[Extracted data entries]
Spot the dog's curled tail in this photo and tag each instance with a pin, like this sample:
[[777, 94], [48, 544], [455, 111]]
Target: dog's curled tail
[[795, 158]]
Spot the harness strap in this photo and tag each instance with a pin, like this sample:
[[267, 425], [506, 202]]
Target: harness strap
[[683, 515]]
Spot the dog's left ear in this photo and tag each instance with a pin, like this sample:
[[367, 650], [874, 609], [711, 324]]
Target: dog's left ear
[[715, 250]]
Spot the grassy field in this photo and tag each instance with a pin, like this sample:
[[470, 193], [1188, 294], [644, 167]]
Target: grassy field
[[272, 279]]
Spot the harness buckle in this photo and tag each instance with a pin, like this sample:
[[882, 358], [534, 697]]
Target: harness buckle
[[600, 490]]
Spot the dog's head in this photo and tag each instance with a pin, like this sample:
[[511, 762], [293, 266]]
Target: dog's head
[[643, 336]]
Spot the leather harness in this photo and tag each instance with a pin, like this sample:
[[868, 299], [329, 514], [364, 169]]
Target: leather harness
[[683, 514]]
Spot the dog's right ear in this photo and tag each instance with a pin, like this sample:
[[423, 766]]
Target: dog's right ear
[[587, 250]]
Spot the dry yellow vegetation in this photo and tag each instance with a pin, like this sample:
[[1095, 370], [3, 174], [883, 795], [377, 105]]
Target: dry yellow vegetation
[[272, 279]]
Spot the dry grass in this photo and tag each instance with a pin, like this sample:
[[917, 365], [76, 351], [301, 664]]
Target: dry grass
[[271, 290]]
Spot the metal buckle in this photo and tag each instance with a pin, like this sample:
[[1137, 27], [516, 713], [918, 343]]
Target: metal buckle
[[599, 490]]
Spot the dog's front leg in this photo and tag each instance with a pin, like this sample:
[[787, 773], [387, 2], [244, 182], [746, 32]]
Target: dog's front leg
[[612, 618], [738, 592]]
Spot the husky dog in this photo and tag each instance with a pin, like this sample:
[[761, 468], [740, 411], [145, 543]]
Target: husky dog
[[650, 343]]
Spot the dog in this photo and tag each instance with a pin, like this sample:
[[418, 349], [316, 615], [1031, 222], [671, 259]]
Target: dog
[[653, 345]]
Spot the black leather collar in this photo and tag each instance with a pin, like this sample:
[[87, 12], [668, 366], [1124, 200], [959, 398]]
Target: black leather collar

• **What needs to be done**: Rewrite everything from the start of the rows down to the line containing "[[612, 618], [738, 592]]", requests included. Scale each point coordinate in the answers by 1.8, rounding to whole numbers with halves going up, and leave the requests and their sample lists unchanged.

• **Result for this task**:
Spot the dog's curled tail in this photo and tag each instance with a pin, like this sample:
[[777, 94], [48, 544], [455, 111]]
Target: dog's curled tail
[[1431, 284]]
Spot the harness strap in this photo and tag each instance with a pin, like this sample:
[[267, 425], [506, 202]]
Target: harness strap
[[1229, 927]]
Spot the dog's left ear in this photo and tag each instance with a pin, like this sample:
[[367, 650], [874, 609], [711, 324]]
Target: dog's left ear
[[1287, 450]]
Spot the grassy field in this photo and tag each instance with a pin, like this sample:
[[470, 193], [1188, 294], [644, 167]]
Target: grassy field
[[490, 502]]
Spot the harness buckle in this photo and tag each instance with a pin, like this sample:
[[882, 358], [534, 697]]
Target: harness buckle
[[1080, 882]]
Spot the dog's head in this photo and tag each instance with a pin, like this sample:
[[511, 762], [293, 266]]
Target: dog's head
[[1157, 605]]
Spot the leather harness in this photo and tag each instance with a pin, like this sample:
[[868, 299], [329, 514], [364, 169]]
Target: leather harness
[[1229, 925]]
Spot the dog's right ear in this photo and tag each instance with a pin, like this sample:
[[423, 766]]
Target: dog's right ear
[[1057, 450]]
Spot the dry yellow vegetation in this photo and tag each instance with a pin, like this sample:
[[1095, 370], [3, 174], [883, 795], [377, 105]]
Target: dry yellow vegetation
[[490, 502]]
Spot the dry grass in this photo and tag each instance with a pin, like this sample:
[[917, 365], [76, 351], [301, 664]]
Target: dry grass
[[488, 522]]
Spot the metal buckle in this photo and tag each instance with a pin, like this sample:
[[1137, 27], [516, 713], [918, 343]]
Target: metal buckle
[[1078, 882]]
Spot the dog's front leg in this photo and tag each instance with a pin, like this sample:
[[787, 773], [387, 2], [244, 182], [746, 32]]
Target: dog's front leg
[[1102, 1112], [1328, 1066]]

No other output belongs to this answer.